Tasks for this exercise —
1/ In the interview transcript, reproduce everything from "That's the centre" down to "to Union members.", renaming each occurrence of "Pound" to "Sterling".
2/ Locate each line in the entries that contains the string "balcony" and copy those lines out.

Text block —
════════

JOHN EDMONDS:                          Hello John. 
 
HUMPHRYS:                              A bit odd that Trade Unions and Labour 
MPs have to lobby a Labour Government to protect the Welfare State, if that's 
what you are doing?  
 
EDMONDS:                               Well as a matter of fact the lobby
tomorrow, as far as I'm concerned, is very much to protect full employment. 
That's the centre of the argument. I mean the thing that- 
 
HUMPHRYS:                              That's odd too.  
 
EDMONDS:                               Well it's a bit odd yes. But Gordon has 
got to - in the Budget on Tuesday - he's just got to get the value of the Pound 
down. I go round lots of workplaces and the thing that manufacturing industry 
is scared stiff about is this continuing high value of the Pound. And unless 
something is done about it, by the end of this year we're going to see some 
very, very, serious redundancies, indeed. We're already seeing the postponement 
of investment; Exports are going down; this is a real threat and it's a real 
threat to Union members.

════════

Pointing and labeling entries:

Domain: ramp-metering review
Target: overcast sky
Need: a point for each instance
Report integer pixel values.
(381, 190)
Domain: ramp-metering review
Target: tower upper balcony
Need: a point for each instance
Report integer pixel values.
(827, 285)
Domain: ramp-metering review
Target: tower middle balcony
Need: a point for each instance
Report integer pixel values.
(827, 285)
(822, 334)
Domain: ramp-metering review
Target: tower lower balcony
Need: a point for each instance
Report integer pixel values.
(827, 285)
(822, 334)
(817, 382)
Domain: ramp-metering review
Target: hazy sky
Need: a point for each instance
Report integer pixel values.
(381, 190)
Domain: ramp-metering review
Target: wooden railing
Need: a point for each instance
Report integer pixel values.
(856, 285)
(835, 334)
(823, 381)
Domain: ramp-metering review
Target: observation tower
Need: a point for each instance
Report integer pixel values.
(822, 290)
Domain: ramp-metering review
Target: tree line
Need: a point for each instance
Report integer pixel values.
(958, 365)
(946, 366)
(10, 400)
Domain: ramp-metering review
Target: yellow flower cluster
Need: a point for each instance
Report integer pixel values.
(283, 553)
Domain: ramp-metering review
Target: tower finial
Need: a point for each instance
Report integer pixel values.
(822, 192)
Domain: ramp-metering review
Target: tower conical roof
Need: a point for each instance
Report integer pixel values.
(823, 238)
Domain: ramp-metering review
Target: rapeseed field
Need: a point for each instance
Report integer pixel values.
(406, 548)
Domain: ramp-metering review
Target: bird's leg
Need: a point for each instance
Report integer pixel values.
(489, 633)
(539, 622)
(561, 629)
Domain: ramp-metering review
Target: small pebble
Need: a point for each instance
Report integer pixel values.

════════

Task-by-task results —
1/
That's the centre of the argument. I mean the thing that- 
 
HUMPHRYS:                              That's odd too.  
 
EDMONDS:                               Well it's a bit odd yes. But Gordon has 
got to - in the Budget on Tuesday - he's just got to get the value of the Sterling 
down. I go round lots of workplaces and the thing that manufacturing industry 
is scared stiff about is this continuing high value of the Sterling. And unless 
something is done about it, by the end of this year we're going to see some 
very, very, serious redundancies, indeed. We're already seeing the postponement 
of investment; Exports are going down; this is a real threat and it's a real 
threat to Union members.

2/
Target: tower upper balcony
Target: tower middle balcony
Target: tower lower balcony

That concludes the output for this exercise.